#### 引文
◆ ◆ ◆ ◆

自注意力、多头注意力与位置编码

前言

注意力机制允许模型动态地关注输入的不同部分,是Transformer和现代大语言模型的核心组件。


注意力的直觉

人类注意力

import numpy as np
import matplotlib.pyplot as plt

np.random.seed(42)

# 模拟阅读时的注意力分布
def visualize_attention_intuition():
    sentence = "The cat sat on the mat"
    words = sentence.split()
    
    # 当关注"cat"时,对其他词的注意力
    attention_weights = np.array([0.1, 0.5, 0.15, 0.05, 0.05, 0.15])
    
    fig, ax = plt.subplots(figsize=(12, 4))
    
    bars = ax.bar(range(len(words)), attention_weights, color='steelblue')
    bars[1].set_color('coral')  # 被关注的词
    
    ax.set_xticks(range(len(words)))
    ax.set_xticklabels(words, fontsize=12)
    ax.set_ylabel('注意力权重')
    ax.set_title('阅读"cat"时对其他词的注意力分布')
    
    for i, (w, h) in enumerate(zip(words, attention_weights)):
        ax.annotate(f'{h:.2f}', xy=(i, h), ha='center', va='bottom')
    
    plt.tight_layout()
    plt.show()

visualize_attention_intuition()

基础注意力机制

Query-Key-Value框架

\[\text{Attention}(Q, K, V) = \text{softmax}\left(\frac{QK^T}{\sqrt{d_k}}\right)V\]
def scaled_dot_product_attention(Q, K, V, mask=None):
    """
    缩放点积注意力
    Q, K, V: (batch_size, seq_len, d_k)
    """
    d_k = Q.shape[-1]
    
    # 计算注意力分数
    scores = np.matmul(Q, K.transpose(0, 2, 1)) / np.sqrt(d_k)
    
    # 应用mask(可选)
    if mask is not None:
        scores = scores + (mask * -1e9)
    
    # Softmax
    attention_weights = softmax(scores, axis=-1)
    
    # 加权求和
    output = np.matmul(attention_weights, V)
    
    return output, attention_weights

def softmax(x, axis=-1):
    exp_x = np.exp(x - np.max(x, axis=axis, keepdims=True))
    return exp_x / np.sum(exp_x, axis=axis, keepdims=True)

# 测试
batch_size, seq_len, d_k = 2, 5, 8

Q = np.random.randn(batch_size, seq_len, d_k)
K = np.random.randn(batch_size, seq_len, d_k)
V = np.random.randn(batch_size, seq_len, d_k)

output, weights = scaled_dot_product_attention(Q, K, V)

print(f"Q, K, V 形状: {Q.shape}")
print(f"输出形状: {output.shape}")
print(f"注意力权重形状: {weights.shape}")

◆ ◆ ◆ ◆

#### 提供资料
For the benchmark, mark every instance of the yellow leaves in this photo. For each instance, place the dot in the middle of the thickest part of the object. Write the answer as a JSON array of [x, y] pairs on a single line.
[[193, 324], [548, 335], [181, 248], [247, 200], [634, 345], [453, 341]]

◆ ◆ ◆ ◆

#### 任务说明 1
在这篇讲注意力机制的文章中,注意力直觉示例给"cat"设定的注意力权重是多少?
#### 任务说明 2
列出这篇讲注意力机制的文章里,函数 scaled_dot_product_attention 的全部参数。
#### 任务说明 3
请从这篇讲注意力机制的文章结尾处接着写下去。

#### 练习结果 1
0.5

#### 练习结果 2
Q、K、V、mask

#### 练习结果 3
print(f"\n注意力权重示例 (batch=0):")
print(weights[0])

可视化注意力权重

def visualize_attention_weights(weights, tokens_q=None, tokens_k=None):
    """可视化注意力权重矩阵"""
    
    if tokens_q is None:
        tokens_q = [f'Q{i}' for i in range(weights.shape[0])]
    if tokens_k is None:
        tokens_k = [f'K{i}' for i in range(weights.shape[1])]
    
    fig, ax = plt.subplots(figsize=(10, 8))
    
    im = ax.imshow(weights, cmap='Blues')
    
    ax.set_xticks(np.arange(len(tokens_k)))
    ax.set_yticks(np.arange(len(tokens_q)))
    ax.set_xticklabels(tokens_k)
    ax.set_yticklabels(tokens_q)
    
    plt.setp(ax.get_xticklabels(), rotation=45, ha="right")
    
    # 添加数值标签
    for i in range(len(tokens_q)):
        for j in range(len(tokens_k)):
            text = ax.text(j, i, f'{weights[i, j]:.2f}',
                          ha="center", va="center", color="black" if weights[i, j] < 0.5 else "white")
    
    ax.set_title("注意力权重")
    ax.set_xlabel("Key")
    ax.set_ylabel("Query")
    
    plt.colorbar(im, ax=ax)
    plt.tight_layout()
    plt.show()

# 可视化
tokens = ['I', 'love', 'machine', 'learning', '.']
visualize_attention_weights(weights[0], tokens, tokens)

自注意力(Self-Attention)

概念

Q、K、V来自同一个输入序列。

class SelfAttention:
    """自注意力层"""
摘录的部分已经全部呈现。